::: EXTRAIT DU TEXTE
L’explication de l’« économie des superstars »

En 1981, l’économiste américain Sherwin Rosen a proposé une théorie pertinente pour expliquer ce phénomène : celle de l’« effet superstar ». Son étude s’applique aux grandes « stars » (les sportifs, mais aussi les acteurs de cinéma). Elle s’appuie sur ce qu’on appelle l’« effet longue traîne », qui renvoie à une situation où l’augmentation d’une faible quantité d’un facteur (ici le talent) génère une forte augmentation d’un autre facteur (ici le salaire). Selon l’idée centrale de Rosen, les grands sportifs ont peu de différences de talents, mais celles-ci se traduisent par de grands écarts de revenus.

Prenons un exemple : il y a finalement assez peu de dissemblance  entre le talent de Neymar et celui d’un autre attaquant de qualité comme Zlatan Ibrahimovic ; pourtant, le fait d’avoir Neymar dans son équipe change tout, c’est pourquoi celui-ci gagne 76 millions de dollars tandis qu’Ibrahimovic ne touche « que » 9 millions de dollars. Cette approche fonctionne aussi pour les sports individuels : la petite différence de talent qu’il y a entre Rafael Nadal et Fernando Verdasco (un autre tennisman espagnol) a permis au premier de remporter bien plus de tournois que le deuxième (quatre-vingt-dix titres en simple pour Nadal contre sept pour Verdasco). Cette petite différence de niveau prend de l’importance quand on voit les écarts de revenus qu’elle génère en fonction des résultats : le prize money pour le vainqueur de Roland-Garros 2014 (qui n’est autre que Rafael Nadal) est de 1,65 millions d’euros, tandis que pour celui qui s’arrête en huitièmes de finale (comme ce fut le cas pour Verdasco), le gain tombe à 125 000 euros. Ce n’est donc pas une surprise si Verdasco a gagné 574 000 euros en 2014, contre près de 6 millions d’euros la même année pour Nadal…

Il faut cependant prendre en compte une autre variable: puisque certains sportifs sont des « superstars », ils peuvent profiter de ce statut pour gagner des revenus conséquents en dehors du monde du sport. Il existe de multiples stratégies qui permettent aux grands noms du sport de diversifier leurs revenus : utiliser leur image comme produit de marque (habits, objets du quotidien), participer à des événements plus commerciaux que sportifs (comme les matchs d’exhibition), nouer des partenariats avec les grandes marques (Uniqlo pour Federer, Nike pour Nadal, Lacoste pour Djokovic…). Ainsi, 88 % des revenus de Connor McGregor – le sportif qui a gagné le plus d’argent en 2021–,viennent d’activités extra-sportives.
::::::
Recopiez fidèlement le passage du texte sur l'économie des superstars qui va de « En 1981, l’économiste » jusqu'à « écarts de revenus. » inclus.
::: DONNÉES FOURNIES
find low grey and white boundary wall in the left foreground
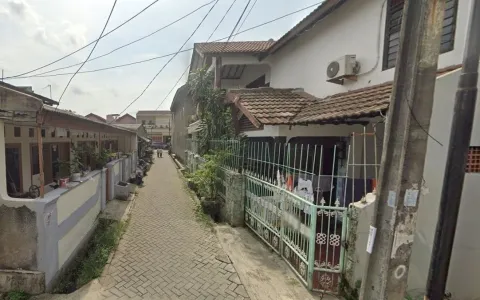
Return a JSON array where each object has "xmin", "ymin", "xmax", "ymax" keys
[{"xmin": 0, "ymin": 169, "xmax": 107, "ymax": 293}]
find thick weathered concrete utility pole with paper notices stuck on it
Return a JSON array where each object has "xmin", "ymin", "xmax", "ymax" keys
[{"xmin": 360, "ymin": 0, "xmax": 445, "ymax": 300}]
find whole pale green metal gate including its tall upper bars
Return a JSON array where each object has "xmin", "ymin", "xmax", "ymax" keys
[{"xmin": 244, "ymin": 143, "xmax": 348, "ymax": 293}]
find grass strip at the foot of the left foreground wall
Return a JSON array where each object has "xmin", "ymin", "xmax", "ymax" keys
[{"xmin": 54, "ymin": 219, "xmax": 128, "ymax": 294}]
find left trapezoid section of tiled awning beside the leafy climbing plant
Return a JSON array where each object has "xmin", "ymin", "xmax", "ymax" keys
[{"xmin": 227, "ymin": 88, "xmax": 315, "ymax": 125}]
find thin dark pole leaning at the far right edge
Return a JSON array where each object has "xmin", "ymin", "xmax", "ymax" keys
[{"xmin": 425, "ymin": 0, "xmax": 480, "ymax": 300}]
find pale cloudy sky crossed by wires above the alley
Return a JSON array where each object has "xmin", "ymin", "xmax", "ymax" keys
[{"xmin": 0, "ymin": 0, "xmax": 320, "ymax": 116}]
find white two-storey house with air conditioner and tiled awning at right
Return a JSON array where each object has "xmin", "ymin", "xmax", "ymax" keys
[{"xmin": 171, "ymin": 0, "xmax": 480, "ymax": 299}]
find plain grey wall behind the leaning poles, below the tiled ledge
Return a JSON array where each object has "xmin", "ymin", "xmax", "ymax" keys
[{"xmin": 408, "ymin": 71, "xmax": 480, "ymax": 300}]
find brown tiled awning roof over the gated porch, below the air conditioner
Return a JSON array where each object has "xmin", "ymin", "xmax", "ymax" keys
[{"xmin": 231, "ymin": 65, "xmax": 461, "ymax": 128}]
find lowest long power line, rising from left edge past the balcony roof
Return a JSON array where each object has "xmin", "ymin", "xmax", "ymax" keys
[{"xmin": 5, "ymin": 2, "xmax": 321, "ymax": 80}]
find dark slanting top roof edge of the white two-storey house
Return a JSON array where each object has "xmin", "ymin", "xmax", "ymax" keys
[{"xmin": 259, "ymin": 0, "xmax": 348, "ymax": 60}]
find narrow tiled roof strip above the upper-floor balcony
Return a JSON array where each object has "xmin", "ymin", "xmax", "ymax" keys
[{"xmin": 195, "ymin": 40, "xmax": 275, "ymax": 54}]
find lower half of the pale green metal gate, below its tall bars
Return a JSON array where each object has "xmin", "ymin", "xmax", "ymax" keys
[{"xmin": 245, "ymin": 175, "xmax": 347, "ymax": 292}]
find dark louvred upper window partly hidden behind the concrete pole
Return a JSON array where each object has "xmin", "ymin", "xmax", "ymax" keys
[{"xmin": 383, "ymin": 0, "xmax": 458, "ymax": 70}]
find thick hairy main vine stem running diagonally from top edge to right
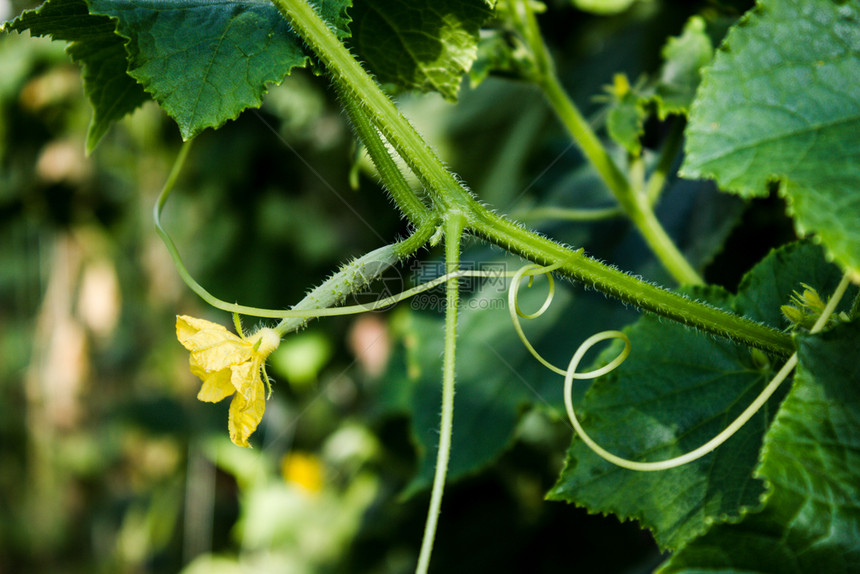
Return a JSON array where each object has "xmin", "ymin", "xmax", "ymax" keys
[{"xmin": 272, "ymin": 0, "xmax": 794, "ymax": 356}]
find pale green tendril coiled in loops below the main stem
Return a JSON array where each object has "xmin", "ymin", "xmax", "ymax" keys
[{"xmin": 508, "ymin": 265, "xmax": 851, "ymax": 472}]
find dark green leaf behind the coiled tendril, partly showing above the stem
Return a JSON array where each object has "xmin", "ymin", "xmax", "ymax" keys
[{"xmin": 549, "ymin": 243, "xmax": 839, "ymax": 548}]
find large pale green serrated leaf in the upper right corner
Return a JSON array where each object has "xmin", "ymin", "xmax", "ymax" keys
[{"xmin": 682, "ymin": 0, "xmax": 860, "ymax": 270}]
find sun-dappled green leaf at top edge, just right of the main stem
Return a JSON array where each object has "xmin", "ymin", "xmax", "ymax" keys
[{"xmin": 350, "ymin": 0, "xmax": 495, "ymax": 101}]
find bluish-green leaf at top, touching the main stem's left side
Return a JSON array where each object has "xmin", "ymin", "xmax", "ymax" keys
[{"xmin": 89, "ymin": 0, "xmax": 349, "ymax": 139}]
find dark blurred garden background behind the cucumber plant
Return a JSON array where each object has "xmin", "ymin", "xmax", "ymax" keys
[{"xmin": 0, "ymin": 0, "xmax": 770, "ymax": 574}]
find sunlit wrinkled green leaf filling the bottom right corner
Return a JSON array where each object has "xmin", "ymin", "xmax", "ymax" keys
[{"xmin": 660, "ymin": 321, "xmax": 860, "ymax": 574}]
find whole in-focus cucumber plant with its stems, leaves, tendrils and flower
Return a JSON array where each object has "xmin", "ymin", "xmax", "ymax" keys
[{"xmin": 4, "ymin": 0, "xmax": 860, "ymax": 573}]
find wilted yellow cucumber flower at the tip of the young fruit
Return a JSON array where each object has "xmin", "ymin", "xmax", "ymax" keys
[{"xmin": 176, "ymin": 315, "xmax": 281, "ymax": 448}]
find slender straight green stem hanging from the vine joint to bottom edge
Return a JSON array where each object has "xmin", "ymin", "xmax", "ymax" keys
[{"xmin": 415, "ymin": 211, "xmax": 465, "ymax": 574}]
::::::
◆ CORRIGÉ:
En 1981, l’économiste américain Sherwin Rosen a proposé une théorie pertinente pour expliquer ce phénomène : celle de l’« effet superstar ». Son étude s’applique aux grandes « stars » (les sportifs, mais aussi les acteurs de cinéma). Elle s’appuie sur ce qu’on appelle l’« effet longue traîne », qui renvoie à une situation où l’augmentation d’une faible quantité d’un facteur (ici le talent) génère une forte augmentation d’un autre facteur (ici le salaire). Selon l’idée centrale de Rosen, les grands sportifs ont peu de différences de talents, mais celles-ci se traduisent par de grands écarts de revenus.